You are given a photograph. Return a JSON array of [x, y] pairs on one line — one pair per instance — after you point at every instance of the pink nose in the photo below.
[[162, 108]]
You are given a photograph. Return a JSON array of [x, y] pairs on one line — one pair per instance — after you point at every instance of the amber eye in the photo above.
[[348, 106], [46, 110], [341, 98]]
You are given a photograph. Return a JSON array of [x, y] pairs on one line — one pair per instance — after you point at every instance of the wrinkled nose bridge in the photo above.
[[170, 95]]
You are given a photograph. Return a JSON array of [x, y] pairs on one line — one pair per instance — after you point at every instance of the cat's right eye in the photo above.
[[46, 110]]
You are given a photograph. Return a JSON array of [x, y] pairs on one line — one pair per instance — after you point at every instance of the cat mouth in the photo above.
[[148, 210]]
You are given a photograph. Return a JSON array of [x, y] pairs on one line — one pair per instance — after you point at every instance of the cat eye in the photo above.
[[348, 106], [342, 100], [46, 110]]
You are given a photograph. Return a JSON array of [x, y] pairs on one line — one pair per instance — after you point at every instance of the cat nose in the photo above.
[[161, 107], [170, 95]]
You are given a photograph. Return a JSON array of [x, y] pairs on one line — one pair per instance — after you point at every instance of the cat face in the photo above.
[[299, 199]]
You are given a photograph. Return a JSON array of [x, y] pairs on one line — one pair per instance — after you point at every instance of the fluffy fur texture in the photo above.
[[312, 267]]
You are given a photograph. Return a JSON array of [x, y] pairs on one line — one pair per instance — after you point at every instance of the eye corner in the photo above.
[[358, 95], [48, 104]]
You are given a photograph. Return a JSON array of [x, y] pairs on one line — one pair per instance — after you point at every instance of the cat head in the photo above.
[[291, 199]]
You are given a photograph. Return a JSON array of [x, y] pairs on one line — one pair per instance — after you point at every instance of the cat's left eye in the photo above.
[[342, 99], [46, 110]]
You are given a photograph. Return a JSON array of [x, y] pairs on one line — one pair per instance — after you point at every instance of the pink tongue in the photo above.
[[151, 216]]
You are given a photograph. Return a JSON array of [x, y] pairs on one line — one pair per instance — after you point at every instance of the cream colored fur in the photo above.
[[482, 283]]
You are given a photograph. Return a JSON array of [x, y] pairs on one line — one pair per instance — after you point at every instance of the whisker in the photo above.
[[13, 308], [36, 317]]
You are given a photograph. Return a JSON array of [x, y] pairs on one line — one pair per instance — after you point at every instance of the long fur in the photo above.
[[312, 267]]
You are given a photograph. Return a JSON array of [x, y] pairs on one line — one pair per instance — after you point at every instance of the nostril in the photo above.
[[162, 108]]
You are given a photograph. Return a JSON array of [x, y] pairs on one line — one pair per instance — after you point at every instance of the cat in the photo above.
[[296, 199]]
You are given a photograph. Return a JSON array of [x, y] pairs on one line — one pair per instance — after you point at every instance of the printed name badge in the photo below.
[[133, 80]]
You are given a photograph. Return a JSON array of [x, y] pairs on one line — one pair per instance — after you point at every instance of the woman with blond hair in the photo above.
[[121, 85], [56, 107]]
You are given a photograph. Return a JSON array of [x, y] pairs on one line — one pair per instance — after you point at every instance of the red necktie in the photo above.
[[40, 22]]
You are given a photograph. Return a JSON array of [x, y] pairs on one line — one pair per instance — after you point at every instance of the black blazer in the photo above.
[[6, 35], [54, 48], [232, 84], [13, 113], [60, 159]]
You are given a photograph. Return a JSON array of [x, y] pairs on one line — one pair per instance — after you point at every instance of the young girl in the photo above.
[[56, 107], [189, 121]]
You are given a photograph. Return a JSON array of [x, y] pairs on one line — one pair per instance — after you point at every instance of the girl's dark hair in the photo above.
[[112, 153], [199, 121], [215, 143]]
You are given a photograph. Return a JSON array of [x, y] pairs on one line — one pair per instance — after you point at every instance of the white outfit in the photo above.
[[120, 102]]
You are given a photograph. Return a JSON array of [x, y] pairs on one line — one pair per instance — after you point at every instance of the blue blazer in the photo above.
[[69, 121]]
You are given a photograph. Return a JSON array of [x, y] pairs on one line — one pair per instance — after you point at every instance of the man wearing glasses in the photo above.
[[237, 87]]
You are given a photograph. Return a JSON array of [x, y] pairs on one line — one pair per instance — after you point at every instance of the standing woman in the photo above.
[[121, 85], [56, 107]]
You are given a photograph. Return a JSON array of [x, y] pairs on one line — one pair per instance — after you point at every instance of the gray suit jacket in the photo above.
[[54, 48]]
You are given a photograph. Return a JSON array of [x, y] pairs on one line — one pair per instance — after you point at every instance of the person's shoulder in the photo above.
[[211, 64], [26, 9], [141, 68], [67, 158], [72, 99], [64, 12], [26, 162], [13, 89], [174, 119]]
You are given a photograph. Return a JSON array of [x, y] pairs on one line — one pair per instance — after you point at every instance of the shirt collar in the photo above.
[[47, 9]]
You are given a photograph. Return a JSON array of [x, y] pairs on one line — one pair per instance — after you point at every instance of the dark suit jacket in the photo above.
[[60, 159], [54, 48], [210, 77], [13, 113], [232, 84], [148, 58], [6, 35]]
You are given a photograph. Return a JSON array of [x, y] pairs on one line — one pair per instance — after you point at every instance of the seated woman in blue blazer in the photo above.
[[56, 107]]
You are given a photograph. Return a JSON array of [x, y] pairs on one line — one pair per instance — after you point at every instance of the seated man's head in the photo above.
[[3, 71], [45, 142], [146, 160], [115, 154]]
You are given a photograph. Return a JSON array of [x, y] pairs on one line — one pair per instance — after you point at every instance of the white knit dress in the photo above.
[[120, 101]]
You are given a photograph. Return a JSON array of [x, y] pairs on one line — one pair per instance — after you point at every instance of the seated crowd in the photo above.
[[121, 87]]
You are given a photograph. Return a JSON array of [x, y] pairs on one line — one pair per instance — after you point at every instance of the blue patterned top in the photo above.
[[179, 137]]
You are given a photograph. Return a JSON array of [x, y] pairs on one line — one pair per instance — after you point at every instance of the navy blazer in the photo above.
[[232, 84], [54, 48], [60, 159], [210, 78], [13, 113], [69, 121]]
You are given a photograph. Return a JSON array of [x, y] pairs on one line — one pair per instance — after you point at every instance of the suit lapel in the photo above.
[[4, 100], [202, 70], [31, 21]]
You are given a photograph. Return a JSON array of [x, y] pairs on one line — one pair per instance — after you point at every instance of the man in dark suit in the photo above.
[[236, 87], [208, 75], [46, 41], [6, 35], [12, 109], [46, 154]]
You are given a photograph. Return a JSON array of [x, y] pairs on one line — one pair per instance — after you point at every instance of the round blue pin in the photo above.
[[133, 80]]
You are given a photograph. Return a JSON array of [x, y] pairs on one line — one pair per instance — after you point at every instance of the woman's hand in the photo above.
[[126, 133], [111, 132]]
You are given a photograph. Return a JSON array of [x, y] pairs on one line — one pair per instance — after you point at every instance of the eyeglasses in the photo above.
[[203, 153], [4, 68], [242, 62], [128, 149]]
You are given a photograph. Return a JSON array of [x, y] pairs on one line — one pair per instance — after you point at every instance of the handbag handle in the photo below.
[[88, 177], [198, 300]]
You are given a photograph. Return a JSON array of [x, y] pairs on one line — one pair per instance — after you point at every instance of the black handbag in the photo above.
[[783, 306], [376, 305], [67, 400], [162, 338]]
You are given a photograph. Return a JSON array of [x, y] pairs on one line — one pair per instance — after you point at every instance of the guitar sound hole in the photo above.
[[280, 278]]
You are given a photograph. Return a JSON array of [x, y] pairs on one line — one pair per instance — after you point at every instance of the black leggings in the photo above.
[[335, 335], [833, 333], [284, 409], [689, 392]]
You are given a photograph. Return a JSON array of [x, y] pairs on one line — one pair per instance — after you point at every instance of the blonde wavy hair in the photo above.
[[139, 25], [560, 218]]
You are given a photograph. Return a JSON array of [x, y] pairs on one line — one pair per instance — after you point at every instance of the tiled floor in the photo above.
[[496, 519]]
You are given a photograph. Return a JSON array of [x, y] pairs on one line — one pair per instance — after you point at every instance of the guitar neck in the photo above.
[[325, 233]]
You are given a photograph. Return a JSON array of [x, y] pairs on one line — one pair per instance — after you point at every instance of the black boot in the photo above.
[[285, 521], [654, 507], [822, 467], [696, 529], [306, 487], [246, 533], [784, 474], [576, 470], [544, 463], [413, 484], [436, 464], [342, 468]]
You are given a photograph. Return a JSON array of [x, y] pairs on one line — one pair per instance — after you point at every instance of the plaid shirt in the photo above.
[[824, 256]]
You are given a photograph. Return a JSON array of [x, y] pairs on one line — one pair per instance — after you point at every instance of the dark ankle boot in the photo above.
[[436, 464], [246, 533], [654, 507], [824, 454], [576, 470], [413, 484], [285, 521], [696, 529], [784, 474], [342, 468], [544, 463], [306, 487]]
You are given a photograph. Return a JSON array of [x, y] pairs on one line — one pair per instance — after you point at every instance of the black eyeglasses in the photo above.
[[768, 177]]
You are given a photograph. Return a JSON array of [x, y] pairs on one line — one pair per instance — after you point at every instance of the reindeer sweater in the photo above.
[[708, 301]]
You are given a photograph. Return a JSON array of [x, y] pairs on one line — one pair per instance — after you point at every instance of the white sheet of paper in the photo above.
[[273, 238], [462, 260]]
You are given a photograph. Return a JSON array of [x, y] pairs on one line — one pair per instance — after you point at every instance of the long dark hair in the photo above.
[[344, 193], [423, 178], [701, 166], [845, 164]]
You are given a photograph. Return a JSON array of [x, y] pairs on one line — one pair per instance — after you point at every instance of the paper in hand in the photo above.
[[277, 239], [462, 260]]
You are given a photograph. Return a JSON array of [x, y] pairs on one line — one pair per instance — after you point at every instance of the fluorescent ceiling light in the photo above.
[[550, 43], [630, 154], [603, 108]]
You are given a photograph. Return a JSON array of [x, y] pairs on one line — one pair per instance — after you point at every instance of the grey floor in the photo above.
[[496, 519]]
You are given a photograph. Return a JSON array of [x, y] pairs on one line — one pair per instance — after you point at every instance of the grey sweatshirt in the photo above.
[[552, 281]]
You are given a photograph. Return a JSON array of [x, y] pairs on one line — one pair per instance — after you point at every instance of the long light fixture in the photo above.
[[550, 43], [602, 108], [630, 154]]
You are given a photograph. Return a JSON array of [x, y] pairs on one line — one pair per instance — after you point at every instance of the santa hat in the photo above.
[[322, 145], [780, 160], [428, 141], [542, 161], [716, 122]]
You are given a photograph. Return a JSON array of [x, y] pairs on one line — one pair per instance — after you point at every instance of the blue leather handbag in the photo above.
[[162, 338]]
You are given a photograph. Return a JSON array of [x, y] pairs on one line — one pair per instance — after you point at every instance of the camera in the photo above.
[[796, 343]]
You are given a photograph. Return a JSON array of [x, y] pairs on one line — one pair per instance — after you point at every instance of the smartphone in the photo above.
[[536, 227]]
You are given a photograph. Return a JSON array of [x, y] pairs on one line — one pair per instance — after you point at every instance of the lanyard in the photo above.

##############################

= INSTRUCTIONS TO FOLLOW =
Print only these lines, exactly: the one containing "smartphone in the photo above." and all after it to the end of the entries.

= THE COMPLETED TASK =
You are given a photograph. Return a JSON array of [x, y] pairs on one line — one pair per instance — after you point at every instance of the smartphone in the photo above.
[[536, 227]]
You are given a photograph. Return a JSON array of [x, y] pairs on one line — one pair per instance — after you point at every instance of the lanyard in the photo above.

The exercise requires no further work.